### Passage for review
Felix R. Brunot appeared with his secretary at this Council on the Umatilla reservation. Now, the records are full of such councils with reservation Indians; some of them drag along for a month, three months, or all summer, before the desired "consent" is gained. In others, the Commissioners wear themselves out before the Indians give up, and depart, always to come again, prepared to win.

This Council lasted six days—just long enough to carefully present the question of removal to the Indians, and to hear the replies of their chiefs. Possibly it would have lasted no longer had Mr. Brunot not be there. Who knows? But it stands significant among all the land-winning efforts of the white man as the shortest unsuccessful council on record.

The surrounding whites were out in force, highly interested spectators; a United States senator for Oregon made one speech to the Indians, in which, amid protestations of friendship, he pictured the overwhelming advance of the white man in a way that must have terrified these simple-minded people.

### Entries shown
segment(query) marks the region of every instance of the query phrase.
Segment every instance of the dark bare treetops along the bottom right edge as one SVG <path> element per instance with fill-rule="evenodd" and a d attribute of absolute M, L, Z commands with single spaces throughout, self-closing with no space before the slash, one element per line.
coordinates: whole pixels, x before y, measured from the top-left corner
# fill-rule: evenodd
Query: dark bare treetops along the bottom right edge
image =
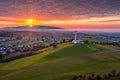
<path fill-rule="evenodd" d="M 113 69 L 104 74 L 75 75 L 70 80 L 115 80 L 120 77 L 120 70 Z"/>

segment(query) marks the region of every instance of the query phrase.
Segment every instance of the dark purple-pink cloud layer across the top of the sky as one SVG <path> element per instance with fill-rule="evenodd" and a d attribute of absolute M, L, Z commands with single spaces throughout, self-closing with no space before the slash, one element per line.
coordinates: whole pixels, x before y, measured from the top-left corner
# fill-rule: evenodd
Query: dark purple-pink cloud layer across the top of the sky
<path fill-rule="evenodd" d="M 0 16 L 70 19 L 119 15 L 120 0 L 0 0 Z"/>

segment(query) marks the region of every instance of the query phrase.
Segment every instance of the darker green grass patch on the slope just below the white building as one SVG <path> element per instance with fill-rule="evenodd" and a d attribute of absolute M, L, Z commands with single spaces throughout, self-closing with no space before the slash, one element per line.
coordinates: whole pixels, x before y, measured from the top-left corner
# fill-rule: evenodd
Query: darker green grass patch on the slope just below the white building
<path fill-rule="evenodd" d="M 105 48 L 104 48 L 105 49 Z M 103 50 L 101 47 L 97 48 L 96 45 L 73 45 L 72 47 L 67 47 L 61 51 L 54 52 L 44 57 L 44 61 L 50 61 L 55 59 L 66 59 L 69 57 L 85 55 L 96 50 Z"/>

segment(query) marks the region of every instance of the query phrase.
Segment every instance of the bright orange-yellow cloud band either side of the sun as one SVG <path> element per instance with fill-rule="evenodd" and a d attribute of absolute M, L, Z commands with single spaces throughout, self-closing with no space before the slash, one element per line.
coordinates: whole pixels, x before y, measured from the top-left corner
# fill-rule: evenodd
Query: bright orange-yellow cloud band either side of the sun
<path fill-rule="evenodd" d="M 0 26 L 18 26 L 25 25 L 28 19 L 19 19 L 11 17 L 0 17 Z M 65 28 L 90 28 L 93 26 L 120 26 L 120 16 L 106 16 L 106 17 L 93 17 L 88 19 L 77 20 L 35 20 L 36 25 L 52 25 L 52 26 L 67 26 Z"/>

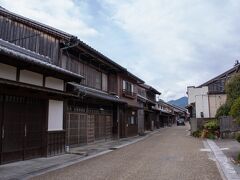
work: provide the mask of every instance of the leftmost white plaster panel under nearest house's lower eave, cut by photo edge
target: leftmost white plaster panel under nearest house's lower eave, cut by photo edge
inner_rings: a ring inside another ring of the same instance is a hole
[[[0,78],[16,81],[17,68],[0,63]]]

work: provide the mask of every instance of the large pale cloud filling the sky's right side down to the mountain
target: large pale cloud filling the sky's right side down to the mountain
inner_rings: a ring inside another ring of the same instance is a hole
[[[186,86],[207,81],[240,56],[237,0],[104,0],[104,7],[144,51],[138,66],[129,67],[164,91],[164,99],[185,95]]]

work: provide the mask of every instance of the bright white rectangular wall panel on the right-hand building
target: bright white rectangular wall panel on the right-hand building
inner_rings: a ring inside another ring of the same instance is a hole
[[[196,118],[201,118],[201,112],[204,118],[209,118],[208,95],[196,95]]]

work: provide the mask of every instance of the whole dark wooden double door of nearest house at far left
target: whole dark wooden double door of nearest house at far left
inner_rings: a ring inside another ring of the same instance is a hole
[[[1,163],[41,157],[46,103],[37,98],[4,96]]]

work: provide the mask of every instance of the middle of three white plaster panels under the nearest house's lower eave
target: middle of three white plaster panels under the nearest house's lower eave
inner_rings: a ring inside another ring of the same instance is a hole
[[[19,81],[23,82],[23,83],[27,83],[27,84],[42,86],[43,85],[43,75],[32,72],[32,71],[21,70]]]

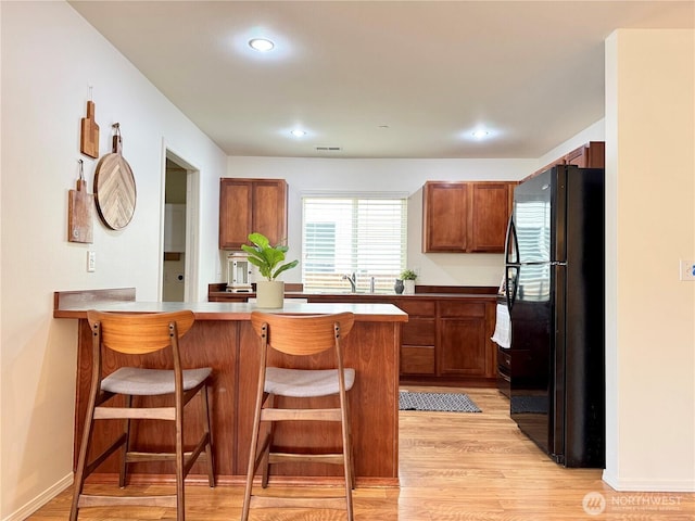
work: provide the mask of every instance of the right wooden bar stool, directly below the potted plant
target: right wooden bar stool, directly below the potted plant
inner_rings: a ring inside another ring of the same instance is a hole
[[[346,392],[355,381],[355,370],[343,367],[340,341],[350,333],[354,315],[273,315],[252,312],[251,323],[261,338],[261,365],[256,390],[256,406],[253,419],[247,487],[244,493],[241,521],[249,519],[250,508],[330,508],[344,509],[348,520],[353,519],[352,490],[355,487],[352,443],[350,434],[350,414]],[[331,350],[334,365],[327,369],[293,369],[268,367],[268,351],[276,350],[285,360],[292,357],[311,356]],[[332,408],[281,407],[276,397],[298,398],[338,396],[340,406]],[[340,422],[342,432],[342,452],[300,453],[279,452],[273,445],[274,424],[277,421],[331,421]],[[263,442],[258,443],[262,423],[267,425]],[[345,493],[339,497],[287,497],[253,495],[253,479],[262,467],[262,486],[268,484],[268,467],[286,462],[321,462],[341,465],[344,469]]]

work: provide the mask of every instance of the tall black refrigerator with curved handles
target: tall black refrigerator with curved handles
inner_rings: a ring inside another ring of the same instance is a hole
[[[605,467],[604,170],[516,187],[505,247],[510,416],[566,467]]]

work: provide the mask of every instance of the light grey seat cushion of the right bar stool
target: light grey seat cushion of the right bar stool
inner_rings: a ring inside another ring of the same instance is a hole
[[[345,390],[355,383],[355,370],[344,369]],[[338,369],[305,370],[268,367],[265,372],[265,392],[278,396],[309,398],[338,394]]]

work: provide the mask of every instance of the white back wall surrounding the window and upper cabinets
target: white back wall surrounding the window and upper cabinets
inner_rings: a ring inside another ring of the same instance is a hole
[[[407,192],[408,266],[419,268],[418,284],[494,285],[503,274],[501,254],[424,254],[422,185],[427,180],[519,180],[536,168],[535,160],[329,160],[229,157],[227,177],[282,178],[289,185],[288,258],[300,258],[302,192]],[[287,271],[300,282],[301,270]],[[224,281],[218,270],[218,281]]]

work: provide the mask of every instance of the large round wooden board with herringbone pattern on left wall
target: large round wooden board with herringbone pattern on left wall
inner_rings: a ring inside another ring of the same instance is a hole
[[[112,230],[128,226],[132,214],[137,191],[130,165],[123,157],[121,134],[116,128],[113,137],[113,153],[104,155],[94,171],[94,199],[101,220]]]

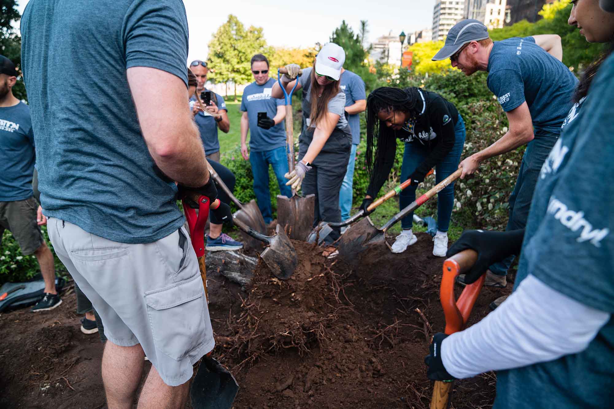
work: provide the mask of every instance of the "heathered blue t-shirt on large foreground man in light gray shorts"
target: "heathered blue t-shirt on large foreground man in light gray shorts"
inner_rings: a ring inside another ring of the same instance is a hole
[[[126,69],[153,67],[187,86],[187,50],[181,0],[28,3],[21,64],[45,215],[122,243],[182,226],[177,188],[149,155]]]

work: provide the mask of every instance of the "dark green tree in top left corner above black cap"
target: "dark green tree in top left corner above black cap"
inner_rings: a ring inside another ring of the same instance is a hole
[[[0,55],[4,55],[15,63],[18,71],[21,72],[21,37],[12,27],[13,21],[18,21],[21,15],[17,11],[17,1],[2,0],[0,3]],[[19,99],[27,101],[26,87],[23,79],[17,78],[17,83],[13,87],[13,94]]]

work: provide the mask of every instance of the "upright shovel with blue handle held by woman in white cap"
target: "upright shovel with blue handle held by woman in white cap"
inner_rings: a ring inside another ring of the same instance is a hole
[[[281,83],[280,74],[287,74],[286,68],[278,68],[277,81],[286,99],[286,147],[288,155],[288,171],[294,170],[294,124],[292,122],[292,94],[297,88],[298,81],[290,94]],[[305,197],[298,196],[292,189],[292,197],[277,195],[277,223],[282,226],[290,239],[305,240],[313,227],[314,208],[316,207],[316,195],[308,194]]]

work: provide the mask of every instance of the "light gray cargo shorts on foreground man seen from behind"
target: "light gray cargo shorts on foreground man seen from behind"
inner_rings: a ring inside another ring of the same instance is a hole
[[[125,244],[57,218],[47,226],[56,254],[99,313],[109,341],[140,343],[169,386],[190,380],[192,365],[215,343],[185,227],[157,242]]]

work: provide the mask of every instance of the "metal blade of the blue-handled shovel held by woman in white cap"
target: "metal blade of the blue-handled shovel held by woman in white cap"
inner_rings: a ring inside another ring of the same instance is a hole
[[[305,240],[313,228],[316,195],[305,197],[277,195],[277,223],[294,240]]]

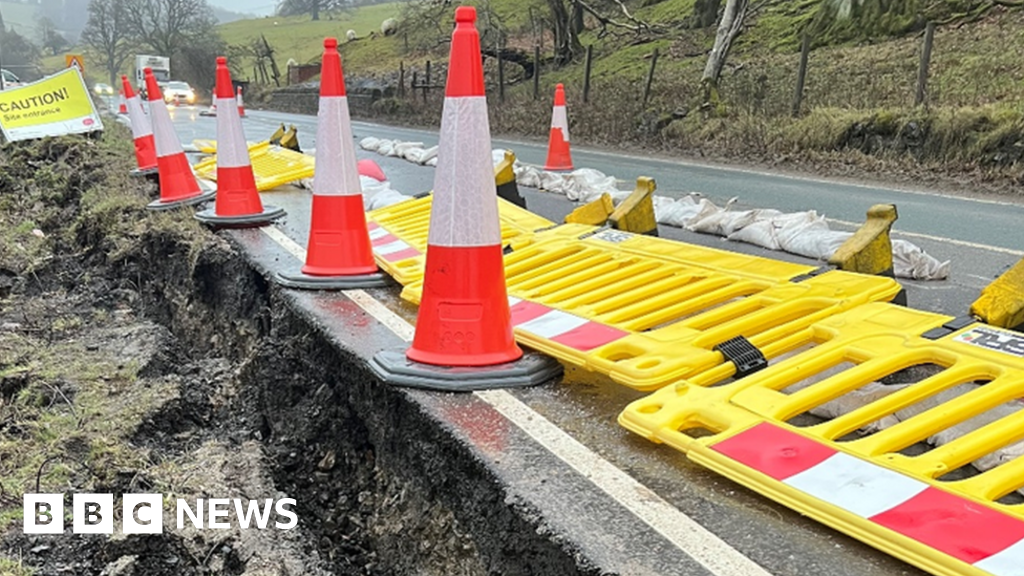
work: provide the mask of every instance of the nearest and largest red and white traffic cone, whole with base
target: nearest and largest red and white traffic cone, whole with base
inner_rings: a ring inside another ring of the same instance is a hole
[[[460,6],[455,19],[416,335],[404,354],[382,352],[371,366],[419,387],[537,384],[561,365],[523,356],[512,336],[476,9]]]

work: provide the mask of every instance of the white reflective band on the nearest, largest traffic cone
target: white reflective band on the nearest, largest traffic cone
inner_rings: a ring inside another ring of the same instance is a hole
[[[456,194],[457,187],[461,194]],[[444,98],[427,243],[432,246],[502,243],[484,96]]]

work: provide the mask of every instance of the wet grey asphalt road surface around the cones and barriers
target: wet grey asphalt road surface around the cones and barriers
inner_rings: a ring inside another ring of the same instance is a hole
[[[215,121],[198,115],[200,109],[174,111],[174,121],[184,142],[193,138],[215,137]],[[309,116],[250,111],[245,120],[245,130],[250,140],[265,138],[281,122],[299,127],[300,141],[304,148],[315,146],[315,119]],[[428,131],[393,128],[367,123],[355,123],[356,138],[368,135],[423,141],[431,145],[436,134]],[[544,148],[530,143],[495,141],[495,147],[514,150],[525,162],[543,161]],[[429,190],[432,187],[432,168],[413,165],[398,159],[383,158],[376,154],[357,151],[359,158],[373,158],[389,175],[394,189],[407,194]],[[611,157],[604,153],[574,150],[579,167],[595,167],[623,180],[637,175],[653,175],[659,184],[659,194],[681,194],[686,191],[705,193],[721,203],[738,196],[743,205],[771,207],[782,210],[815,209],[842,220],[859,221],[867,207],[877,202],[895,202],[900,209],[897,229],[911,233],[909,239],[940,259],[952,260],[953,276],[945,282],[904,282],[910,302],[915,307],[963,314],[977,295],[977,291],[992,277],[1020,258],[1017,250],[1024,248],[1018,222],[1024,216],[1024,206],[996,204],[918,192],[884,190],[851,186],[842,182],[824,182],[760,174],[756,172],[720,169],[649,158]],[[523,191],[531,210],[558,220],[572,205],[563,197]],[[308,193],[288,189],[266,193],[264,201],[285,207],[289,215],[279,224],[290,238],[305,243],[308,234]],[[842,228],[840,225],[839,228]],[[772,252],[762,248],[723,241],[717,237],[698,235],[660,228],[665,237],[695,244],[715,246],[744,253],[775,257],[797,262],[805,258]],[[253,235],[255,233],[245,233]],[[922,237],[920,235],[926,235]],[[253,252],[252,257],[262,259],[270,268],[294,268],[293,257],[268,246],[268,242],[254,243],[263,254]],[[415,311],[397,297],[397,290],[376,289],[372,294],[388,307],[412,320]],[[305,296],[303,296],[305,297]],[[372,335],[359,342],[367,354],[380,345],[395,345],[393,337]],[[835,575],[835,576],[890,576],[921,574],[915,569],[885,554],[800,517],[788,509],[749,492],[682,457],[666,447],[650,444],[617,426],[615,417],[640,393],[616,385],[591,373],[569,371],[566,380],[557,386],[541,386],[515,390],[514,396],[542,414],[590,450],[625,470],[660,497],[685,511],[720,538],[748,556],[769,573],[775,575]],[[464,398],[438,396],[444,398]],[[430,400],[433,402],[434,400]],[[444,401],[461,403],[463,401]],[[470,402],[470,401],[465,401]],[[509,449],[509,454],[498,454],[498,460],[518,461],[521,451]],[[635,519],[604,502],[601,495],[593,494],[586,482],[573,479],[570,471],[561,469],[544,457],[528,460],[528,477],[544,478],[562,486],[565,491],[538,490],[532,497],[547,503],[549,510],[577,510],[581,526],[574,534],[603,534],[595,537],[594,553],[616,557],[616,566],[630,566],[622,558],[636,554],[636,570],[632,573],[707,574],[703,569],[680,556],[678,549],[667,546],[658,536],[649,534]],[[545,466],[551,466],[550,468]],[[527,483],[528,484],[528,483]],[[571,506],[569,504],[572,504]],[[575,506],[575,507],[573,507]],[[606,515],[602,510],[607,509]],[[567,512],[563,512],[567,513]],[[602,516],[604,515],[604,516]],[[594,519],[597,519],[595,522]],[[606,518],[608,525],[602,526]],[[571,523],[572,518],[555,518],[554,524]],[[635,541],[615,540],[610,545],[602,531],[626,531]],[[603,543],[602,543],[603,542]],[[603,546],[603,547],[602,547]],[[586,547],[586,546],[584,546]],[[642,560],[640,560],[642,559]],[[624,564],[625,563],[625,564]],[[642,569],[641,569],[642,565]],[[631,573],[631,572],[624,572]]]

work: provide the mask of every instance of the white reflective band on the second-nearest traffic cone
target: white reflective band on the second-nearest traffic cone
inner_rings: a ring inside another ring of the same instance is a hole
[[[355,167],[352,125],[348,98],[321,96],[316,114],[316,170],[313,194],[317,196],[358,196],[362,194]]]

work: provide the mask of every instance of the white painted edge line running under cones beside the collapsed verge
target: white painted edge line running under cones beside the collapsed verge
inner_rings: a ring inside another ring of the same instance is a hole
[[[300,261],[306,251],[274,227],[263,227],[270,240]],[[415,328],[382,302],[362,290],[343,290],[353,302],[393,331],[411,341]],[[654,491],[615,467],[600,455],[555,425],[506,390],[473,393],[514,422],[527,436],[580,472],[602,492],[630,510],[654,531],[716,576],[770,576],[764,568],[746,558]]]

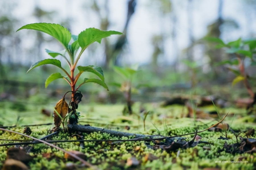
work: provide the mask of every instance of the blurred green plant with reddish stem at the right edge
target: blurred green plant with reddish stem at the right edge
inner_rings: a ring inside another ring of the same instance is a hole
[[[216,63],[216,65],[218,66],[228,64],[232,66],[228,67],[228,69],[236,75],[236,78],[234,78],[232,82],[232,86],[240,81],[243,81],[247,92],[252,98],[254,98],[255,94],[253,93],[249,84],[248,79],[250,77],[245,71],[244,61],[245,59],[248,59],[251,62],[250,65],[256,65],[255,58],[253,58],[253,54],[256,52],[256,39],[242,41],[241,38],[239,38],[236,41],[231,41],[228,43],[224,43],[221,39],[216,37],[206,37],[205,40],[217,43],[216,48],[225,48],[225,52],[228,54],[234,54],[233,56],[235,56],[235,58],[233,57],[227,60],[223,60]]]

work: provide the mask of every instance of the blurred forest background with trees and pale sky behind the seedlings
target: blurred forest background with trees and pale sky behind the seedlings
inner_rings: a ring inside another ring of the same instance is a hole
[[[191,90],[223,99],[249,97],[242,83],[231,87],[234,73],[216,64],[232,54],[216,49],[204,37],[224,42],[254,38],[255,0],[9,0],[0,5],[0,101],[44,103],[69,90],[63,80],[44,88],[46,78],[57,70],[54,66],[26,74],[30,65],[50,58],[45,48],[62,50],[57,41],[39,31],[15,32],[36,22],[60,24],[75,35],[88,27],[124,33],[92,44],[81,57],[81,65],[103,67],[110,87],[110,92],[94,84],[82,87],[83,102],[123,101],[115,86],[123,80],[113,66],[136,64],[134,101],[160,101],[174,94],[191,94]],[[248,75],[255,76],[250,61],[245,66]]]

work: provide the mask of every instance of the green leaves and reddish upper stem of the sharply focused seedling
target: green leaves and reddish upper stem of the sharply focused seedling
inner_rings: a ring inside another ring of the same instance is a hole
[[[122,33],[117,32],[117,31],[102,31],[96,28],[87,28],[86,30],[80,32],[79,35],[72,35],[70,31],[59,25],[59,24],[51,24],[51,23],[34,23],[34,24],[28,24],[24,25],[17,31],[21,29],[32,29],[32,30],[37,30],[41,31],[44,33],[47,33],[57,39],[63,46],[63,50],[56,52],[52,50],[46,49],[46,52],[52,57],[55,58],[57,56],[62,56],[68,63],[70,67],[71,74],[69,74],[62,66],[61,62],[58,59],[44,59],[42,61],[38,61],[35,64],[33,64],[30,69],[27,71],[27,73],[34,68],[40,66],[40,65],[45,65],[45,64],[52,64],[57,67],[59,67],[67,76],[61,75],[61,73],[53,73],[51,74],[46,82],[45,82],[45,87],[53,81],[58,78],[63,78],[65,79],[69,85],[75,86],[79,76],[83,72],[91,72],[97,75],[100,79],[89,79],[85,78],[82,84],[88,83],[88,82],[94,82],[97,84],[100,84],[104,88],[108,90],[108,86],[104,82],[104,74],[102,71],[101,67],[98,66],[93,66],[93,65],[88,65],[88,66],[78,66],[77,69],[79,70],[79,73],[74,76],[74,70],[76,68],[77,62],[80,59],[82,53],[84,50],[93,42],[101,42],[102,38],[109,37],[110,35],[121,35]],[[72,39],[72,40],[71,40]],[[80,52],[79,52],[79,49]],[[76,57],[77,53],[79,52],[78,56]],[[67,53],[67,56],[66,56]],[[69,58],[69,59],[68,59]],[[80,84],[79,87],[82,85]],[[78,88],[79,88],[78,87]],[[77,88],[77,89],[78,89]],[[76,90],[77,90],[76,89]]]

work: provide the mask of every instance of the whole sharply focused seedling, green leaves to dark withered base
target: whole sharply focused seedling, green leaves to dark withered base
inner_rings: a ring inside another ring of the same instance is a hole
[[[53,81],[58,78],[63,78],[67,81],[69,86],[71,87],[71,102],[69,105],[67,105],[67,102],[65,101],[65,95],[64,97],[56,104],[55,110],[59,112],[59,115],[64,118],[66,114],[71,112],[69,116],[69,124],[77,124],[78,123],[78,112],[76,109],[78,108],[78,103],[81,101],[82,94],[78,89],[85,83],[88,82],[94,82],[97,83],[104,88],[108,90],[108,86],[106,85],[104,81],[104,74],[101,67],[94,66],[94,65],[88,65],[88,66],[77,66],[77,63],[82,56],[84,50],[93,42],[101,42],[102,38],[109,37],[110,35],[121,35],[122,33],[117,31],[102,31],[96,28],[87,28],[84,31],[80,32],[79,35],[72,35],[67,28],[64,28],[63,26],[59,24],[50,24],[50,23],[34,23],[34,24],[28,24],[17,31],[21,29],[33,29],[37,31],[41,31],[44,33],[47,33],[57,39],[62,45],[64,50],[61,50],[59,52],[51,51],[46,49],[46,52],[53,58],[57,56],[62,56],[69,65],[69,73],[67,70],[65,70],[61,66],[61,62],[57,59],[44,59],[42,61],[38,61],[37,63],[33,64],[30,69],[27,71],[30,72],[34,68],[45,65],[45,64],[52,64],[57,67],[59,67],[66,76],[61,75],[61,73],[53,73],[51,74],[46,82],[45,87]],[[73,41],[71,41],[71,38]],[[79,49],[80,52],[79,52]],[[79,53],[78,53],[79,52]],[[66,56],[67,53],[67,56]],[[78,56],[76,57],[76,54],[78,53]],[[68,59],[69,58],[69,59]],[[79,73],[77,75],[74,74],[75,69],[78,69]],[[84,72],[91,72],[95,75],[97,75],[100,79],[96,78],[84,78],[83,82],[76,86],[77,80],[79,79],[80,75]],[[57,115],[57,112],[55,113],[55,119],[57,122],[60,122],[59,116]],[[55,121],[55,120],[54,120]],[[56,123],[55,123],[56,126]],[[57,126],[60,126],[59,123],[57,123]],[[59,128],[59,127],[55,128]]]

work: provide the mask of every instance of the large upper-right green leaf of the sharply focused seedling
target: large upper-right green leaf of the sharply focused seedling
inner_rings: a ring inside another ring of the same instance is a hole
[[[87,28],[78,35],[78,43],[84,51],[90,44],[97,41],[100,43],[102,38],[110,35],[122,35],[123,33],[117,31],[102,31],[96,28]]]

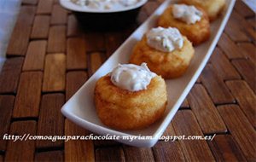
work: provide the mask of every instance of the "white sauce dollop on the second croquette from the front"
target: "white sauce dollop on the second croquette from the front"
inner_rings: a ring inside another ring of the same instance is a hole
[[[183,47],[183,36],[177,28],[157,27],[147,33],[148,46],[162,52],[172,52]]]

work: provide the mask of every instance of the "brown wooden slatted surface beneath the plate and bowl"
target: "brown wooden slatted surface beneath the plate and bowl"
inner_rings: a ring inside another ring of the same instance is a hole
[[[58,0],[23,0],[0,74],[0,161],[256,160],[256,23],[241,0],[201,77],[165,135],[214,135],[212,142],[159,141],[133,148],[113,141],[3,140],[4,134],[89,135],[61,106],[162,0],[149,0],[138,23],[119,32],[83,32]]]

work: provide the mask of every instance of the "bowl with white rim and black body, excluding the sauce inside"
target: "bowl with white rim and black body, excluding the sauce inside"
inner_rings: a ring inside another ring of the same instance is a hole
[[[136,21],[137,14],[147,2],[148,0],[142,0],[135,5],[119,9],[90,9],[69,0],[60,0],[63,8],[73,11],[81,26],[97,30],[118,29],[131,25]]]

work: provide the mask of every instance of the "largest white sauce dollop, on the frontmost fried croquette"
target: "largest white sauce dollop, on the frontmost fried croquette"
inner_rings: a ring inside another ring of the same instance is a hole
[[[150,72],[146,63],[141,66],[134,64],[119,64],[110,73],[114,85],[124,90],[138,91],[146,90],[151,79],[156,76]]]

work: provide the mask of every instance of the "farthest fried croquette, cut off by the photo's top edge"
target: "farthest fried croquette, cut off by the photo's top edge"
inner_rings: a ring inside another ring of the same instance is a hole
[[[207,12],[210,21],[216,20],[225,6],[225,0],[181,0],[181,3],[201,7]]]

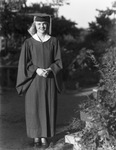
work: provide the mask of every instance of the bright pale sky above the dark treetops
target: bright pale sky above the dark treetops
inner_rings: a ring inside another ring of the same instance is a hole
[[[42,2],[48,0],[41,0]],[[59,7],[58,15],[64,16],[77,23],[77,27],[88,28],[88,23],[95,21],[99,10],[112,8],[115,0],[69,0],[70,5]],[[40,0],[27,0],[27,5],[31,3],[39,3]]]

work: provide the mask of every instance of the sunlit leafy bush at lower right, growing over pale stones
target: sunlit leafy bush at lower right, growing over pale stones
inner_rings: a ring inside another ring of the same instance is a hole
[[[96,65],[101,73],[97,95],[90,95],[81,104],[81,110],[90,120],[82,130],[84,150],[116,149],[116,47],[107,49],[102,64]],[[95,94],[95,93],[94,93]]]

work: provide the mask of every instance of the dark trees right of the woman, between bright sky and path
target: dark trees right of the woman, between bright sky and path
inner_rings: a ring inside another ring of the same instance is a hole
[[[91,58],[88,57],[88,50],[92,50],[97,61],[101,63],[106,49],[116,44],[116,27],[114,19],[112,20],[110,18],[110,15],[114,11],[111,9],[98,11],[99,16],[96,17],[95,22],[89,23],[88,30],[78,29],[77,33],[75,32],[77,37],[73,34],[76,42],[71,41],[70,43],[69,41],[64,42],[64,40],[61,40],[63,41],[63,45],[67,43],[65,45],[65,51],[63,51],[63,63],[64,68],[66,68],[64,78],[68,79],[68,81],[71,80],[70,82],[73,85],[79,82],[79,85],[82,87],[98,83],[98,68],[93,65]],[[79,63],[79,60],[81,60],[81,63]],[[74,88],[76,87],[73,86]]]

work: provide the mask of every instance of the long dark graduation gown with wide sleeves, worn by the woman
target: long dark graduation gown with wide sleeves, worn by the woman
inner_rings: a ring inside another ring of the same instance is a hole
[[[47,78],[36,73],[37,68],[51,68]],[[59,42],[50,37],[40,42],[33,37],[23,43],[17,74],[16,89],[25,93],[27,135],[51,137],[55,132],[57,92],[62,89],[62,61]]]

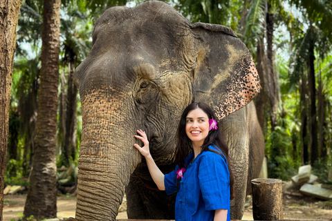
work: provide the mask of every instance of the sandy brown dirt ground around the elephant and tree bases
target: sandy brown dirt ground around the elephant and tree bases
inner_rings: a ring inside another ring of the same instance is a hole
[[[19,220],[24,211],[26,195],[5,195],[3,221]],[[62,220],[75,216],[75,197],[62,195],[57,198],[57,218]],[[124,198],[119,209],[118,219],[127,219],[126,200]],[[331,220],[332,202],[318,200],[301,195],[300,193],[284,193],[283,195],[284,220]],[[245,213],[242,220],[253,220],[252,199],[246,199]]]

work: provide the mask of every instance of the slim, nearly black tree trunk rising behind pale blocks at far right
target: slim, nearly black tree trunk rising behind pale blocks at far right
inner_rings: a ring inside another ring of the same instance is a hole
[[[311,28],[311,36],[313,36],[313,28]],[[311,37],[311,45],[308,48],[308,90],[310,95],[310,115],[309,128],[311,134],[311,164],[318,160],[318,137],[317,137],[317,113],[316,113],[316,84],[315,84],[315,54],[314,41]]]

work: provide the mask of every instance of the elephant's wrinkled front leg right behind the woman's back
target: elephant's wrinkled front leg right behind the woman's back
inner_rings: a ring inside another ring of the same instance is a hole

### Exercise description
Reproduce the part of the Umatilla council passage that begins at the words "Felix R. Brunot" and stops after the words "council on record.".

### Response to the exercise
Felix R. Brunot appeared with his secretary at this Council on the Umatilla reservation. Now, the records are full of such councils with reservation Indians; some of them drag along for a month, three months, or all summer, before the desired "consent" is gained. In others, the Commissioners wear themselves out before the Indians give up, and depart, always to come again, prepared to win.

This Council lasted six days—just long enough to carefully present the question of removal to the Indians, and to hear the replies of their chiefs. Possibly it would have lasted no longer had Mr. Brunot not be there. Who knows? But it stands significant among all the land-winning efforts of the white man as the shortest unsuccessful council on record.